+++ DATA IN THIS EXERCISE

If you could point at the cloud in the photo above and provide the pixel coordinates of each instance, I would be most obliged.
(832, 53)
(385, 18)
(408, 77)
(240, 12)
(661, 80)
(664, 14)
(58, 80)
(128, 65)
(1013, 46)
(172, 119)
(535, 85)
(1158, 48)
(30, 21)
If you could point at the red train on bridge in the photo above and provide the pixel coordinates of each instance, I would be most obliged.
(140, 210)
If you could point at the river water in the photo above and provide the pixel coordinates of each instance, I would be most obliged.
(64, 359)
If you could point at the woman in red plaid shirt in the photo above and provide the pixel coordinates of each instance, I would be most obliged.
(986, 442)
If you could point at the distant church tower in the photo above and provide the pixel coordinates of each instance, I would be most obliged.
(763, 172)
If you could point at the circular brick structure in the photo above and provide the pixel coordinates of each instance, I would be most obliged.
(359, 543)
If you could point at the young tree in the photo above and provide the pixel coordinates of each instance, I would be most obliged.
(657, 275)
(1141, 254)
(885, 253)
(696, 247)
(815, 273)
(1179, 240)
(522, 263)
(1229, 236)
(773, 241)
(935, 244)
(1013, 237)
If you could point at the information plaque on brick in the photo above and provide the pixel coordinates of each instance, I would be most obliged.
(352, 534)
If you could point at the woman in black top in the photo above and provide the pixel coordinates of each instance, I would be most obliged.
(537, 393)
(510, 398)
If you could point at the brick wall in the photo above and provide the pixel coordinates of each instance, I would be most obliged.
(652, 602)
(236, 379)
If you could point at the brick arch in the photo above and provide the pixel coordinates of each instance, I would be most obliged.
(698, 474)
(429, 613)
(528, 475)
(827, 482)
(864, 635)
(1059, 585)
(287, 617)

++++++

TASK OBJECTIVE: Every line of the material above should be repeated exactly.

TASK OUTPUT:
If you could point at the cloud in the photo above and provide the pixel coordinates of each instance, I would be most obliged.
(832, 53)
(385, 18)
(408, 77)
(240, 12)
(661, 80)
(664, 14)
(58, 80)
(128, 65)
(1013, 46)
(172, 119)
(535, 85)
(1158, 48)
(30, 21)
If you could point at the red train on bridge in the photo above and provide the pixel coordinates of each instance, I would be most obliged.
(140, 210)
If you could point at the river water in the photo above and provide the pixel coordinates of each instance, I would be most obliged.
(64, 359)
If you could point at the woman in red plaid shirt in the photo above and provide the pixel coordinates of each instance, I would be most obliged.
(986, 442)
If you could point at the distant church tower in the photo above and provide the pixel coordinates of each instance, I would be most obliged.
(763, 172)
If you could point at the circular brick structure in the photo above and provide the pixel coordinates of each instance, I would be most obliged.
(359, 543)
If you could point at the young tree in the photo above and provide the pixel coordinates of each instance, I would be most obliged.
(657, 275)
(1141, 254)
(885, 253)
(696, 247)
(815, 273)
(1179, 240)
(522, 263)
(1229, 236)
(773, 241)
(935, 244)
(1013, 237)
If you could point at the information plaque on brick in the photo above and provide the pixel coordinates of each instance, I would be most obliged.
(352, 534)
If you could point at the woman in black top in the photo above and provide the pixel coordinates of each instance, I would be most obliged.
(537, 393)
(510, 398)
If you could point at the brick wall in the photo above and provide the pixel coordinates of each instance, I would be most obliged.
(652, 602)
(236, 379)
If you could point at the brick arch in the photo above and provide the pixel coordinates of each instance, I would be most obliged.
(698, 474)
(429, 613)
(528, 475)
(827, 482)
(864, 635)
(1059, 585)
(287, 617)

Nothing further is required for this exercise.